Your goal
Filtering the records below, copy only those lines that include the word "plastic".

%%

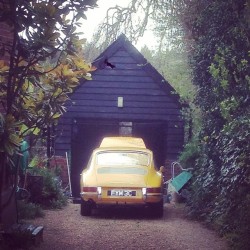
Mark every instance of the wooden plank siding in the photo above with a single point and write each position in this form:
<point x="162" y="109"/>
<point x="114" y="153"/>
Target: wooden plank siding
<point x="147" y="99"/>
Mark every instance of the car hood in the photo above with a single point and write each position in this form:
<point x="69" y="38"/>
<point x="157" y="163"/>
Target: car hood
<point x="121" y="177"/>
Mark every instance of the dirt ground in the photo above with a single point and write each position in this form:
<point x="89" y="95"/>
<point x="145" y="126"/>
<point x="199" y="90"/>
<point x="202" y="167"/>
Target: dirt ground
<point x="124" y="229"/>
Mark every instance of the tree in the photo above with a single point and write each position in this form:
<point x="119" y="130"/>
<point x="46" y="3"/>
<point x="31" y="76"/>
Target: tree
<point x="219" y="41"/>
<point x="44" y="65"/>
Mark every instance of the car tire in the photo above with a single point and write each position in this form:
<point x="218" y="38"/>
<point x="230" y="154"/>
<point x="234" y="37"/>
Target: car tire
<point x="156" y="209"/>
<point x="85" y="208"/>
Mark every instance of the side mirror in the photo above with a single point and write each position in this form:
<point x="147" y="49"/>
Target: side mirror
<point x="162" y="169"/>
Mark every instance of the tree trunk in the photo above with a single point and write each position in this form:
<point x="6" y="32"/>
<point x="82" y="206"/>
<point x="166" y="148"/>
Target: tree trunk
<point x="8" y="208"/>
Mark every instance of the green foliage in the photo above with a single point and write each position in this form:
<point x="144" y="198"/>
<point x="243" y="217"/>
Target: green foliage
<point x="220" y="61"/>
<point x="52" y="195"/>
<point x="45" y="64"/>
<point x="28" y="210"/>
<point x="190" y="154"/>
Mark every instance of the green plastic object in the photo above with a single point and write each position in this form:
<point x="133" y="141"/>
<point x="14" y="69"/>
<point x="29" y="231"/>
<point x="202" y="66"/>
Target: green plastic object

%%

The completed task
Mark every instance of the green plastic object in the photo above with a single point and write each position in this form:
Target: green plastic object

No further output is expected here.